* [WHAT IS ASKED]:
Write out every line in the stretch from the line containing "In this exercise you will tag the lip" through the line containing "In this exercise you will tag the gray", both included. Change only the coordinates in the answers, shifting each one by adding 58.
— start of MATERIAL FOR THIS TASK —
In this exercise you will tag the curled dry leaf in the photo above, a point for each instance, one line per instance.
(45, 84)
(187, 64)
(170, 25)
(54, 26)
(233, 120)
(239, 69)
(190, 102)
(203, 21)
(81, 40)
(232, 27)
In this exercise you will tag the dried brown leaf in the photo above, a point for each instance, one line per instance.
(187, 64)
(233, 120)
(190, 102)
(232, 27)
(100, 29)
— end of MATERIAL FOR THIS TASK —
— start of MATERIAL FOR THIS TASK —
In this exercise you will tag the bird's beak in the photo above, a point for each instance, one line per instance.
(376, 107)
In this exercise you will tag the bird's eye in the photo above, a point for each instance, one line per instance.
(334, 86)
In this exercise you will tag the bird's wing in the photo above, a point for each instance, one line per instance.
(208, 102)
— end of MATERIAL FOR THIS TASK —
— start of MATERIAL FOR THIS TASK —
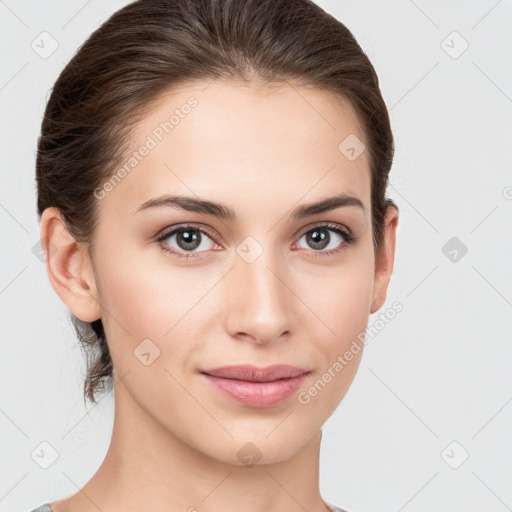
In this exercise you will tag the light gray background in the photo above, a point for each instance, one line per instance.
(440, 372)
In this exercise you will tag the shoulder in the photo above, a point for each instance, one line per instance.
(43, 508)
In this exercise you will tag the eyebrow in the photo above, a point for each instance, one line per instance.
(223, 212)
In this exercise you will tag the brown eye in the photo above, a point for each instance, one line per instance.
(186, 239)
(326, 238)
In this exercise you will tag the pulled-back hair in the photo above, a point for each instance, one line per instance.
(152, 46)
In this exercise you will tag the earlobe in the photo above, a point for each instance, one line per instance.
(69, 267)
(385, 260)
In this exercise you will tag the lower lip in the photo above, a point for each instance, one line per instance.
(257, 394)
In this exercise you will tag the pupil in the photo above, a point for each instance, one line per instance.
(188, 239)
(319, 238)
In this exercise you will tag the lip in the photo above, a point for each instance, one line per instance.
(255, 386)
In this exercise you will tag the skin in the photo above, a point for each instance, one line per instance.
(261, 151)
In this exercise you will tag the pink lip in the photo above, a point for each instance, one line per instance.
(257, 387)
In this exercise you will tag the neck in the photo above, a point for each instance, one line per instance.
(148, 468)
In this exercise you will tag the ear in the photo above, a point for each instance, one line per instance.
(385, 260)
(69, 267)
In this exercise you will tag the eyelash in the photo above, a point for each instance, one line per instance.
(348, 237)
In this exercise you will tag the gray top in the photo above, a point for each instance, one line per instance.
— end of MATERIAL FOR THIS TASK —
* [EXERCISE RESPONSE]:
In this exercise you will tag the lip in the photo above, a point for each instance, one line per instance.
(313, 444)
In this exercise you will tag the skin in the photo above, a point for each instance, one line per instance.
(319, 209)
In this exercise you will tag the pink lip in the photo above, a point for each instance, one line per instance.
(315, 445)
In this exercise you will tag the neck in the photo above, a point for each instance, one line per instance.
(206, 526)
In this exercise you will tag the ear in the photo above, a point for each instance, one line per instance.
(443, 318)
(127, 325)
In this exercise you will tag the eyelash in the photo above, a point for each instance, one line per instance.
(406, 295)
In this exercise you will tag the gray top in the photo above, a point for each instance, one line per instance.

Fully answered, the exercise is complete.